------ Texto para ler ------
História de um sonho

Artigo publicado no domingo, 22/02/09, no Jornal O Estado do Maranhão

Lá pelos idos de 1985 eu estive nesta nossa cidade, em estreito contato com os amigos Ivan Sarney e Joaquim Haickel. Conversávamos sobre muitas coisas e, em especial, sobre cinema.

Joaquim via todos os filmes e falava com entusiasmo daqueles que mais gostava, citava nomes de diretores, muito deles que eu nem conhecia. Ivan, por sua vez, tinha feito alguns trabalhos na bitola do Super-8 e pelo que depreendi, só não foi em frente, até alcançar o 35 mm, por falta de estímulo, pois produzir um curta que seja é coisa complicada, envolve muita gente, os custos eram elevados.

Minha conversa com esses amigos tinha um objetivo: criarmos em São Luís, onde já havia o Festival Guarnicê de Cine – Vídeo, um Polo de Cinema. Na época havia festivais em Fortaleza, no Rio de Janeiro, em São Paulo, Curitiba e Gramado, no Rio Grande do Sul. Botar as mãos no “Kikito” (troféu gaúcho) era a glória para muitos realizadores.

O pólo cinematográfico funcionaria amparado pelas leis de incentivo e São Luís, já conhecida por aqui como terra de pintores e intelectuais, se tornaria ainda mais importante com seus cineastas em atividade.

O tempo passou, os festivais entraram em crise, junto com o cinema nacional, mas Joaquim Haickel seguiu cinéfilo e com muita garra para viabilizar suas invenções e vencer desafios.

Nessa época em que estivemos juntos Haickel marcava-se pela inquietação, extrema curiosidade e a mania de tudo querer renovar, virar pelo avesso, na condição de poeta rebelde e contista insatisfeito. Nunca desejou escrever conforme a cartilha oficial, sempre se inclinou pelas técnicas mais ousadas.

No conto “Pelo Ouvido”, número 12 da coletânea intitulada “A Ponte” (São Paulo, 1991) ele chega ao atrevimento de brincar com a lógica gramatical, debocha de pensamentos tidos e havidos como normais, aprofunda-se nessa coisa humana, porém misteriosa, que é a sensualidade, o desejo de um corpo pelo outro.

Os anos se passaram, o pólo de cinema não aconteceu, Haickel e Ivan transitaram e transitam pelos caminhos da política, sem deixar o que para eles é básico: o amor pela arte de escrever. Com isso Ivan colhe poesia e Haickel inebria-se com a sensualidade.

Seu conto “Pelo Ouvido”, o mais breve da coletânea, é aquele que nos leva ao universo da felicidade plena, essa coisa tão simples da mulher e do homem que têm afinidade e que se amam.
------ Linhas fornecidas ------
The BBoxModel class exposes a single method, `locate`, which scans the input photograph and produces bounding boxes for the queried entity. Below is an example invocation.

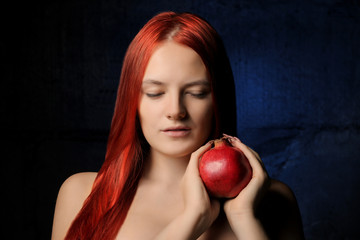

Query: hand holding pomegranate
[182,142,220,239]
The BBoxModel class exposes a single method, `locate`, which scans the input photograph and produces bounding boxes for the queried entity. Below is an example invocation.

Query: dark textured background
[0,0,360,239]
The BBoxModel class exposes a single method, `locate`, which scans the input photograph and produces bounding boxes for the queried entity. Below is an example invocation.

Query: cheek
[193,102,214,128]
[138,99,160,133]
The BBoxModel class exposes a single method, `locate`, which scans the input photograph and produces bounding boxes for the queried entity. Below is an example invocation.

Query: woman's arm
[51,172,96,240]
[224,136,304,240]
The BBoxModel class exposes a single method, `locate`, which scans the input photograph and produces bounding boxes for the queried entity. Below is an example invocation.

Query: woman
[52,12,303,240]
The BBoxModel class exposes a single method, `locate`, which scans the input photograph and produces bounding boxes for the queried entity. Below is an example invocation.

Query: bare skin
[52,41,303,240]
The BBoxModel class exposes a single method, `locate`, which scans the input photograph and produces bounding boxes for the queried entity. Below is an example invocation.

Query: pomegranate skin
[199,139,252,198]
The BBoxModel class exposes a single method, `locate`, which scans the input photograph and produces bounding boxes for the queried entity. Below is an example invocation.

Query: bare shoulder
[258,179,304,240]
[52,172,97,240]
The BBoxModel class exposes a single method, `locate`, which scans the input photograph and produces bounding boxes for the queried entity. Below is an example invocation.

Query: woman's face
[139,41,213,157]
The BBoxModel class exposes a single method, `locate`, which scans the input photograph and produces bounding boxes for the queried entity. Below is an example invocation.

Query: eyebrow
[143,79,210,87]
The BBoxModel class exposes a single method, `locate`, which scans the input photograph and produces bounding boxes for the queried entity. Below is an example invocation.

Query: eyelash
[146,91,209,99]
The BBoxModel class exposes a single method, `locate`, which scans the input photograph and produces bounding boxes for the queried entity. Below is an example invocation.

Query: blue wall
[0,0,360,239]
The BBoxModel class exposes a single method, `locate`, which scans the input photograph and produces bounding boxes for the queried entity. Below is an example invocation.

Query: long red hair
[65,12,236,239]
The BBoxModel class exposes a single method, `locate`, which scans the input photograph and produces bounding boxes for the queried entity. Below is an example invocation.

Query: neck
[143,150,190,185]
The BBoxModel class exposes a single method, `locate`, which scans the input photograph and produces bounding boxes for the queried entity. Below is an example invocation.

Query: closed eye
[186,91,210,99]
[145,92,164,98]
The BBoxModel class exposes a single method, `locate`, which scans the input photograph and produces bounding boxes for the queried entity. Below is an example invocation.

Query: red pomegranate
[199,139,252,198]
------
◆ **Tarefa proposta A**
Explique, com base no artigo sobre o sonho de um polo de cinema em São Luís, por que Ivan Sarney não foi do Super-8 até o 35 mm. Responda em até duas frases.
◆ **Tarefa proposta B**
Segundo o artigo sobre o sonho de um polo de cinema em São Luís, de qual coletânea faz parte o conto “Pelo Ouvido”?

◆ **Resposta completa A**
Ivan Sarney não avançou até o 35 mm por falta de estímulo. Produzir até mesmo um curta é complicado, envolve muita gente, e os custos eram elevados.

◆ **Resposta completa B**
Da coletânea “A Ponte” (São Paulo, 1991), onde é o conto número 12.